## begin PASSAGE PROVIDED
A tale of two boys: One became a serial killer

This is a tale of two boys. Their stories were different, but both marked by a lot of tragedy. They were from totally different places, but were similar in age -- one being just a year or two older than the other. 

Their stories converged at a home for boys in the inner city of Detroit, where their stays overlapped. And amid the hundreds of boys staying at this very large facility, these two boys met. One -- the older boy -- got the better of the other, assaulting him multiple times, which then culminated in a more violent encounter. The younger boy was badly injured and moved out of the home. So they split and went their separate ways, having no idea what kinds of things life had in store for them. Their pathways to the home for boys were rocky, troubled, with painful childhood circumstances. And their pathways from the home for boys, the same. Ugly. Filled with bad things.

A postcard of the St. Francis Home for Boys, where Ben and Michael met in the 1970s.
Photo from Flickr account Don...The UpNorth Memories Guy... Harrison, used unaltered under license Attribution NonCommercial-NoDerivs 2.0 Generic (CC BY-NC-ND 2.0).
## end PASSAGE PROVIDED
## begin COLLECTED DATA
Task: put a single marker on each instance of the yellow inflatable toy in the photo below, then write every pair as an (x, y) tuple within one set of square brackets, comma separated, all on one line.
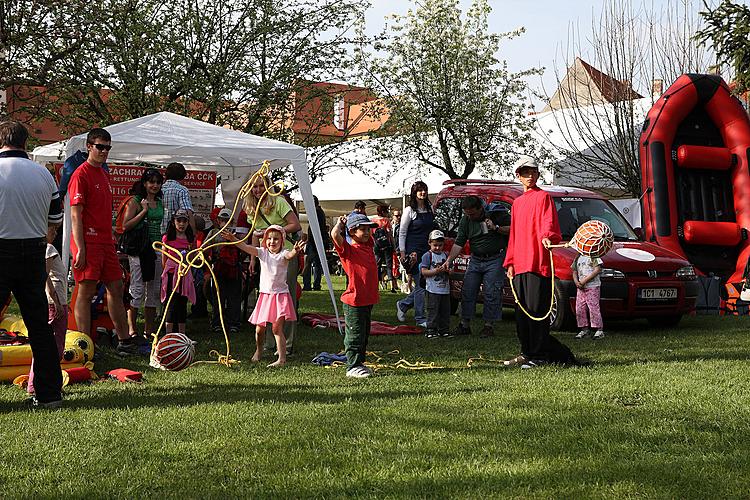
[(15, 360)]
## end COLLECTED DATA
WRITTEN EXERCISE A:
Copy out the article about the two boys, everything from "This is a tale" down to "than the other.", with "tale" swapped for "story".
WRITTEN EXERCISE B:
In the article about the two boys, which of the two got the better of the other at the home?
The material is separate from the article about the two boys.

ANSWER A:
This is a story of two boys. Their stories were different, but both marked by a lot of tragedy. They were from totally different places, but were similar in age -- one being just a year or two older than the other.

ANSWER B:
The older boy.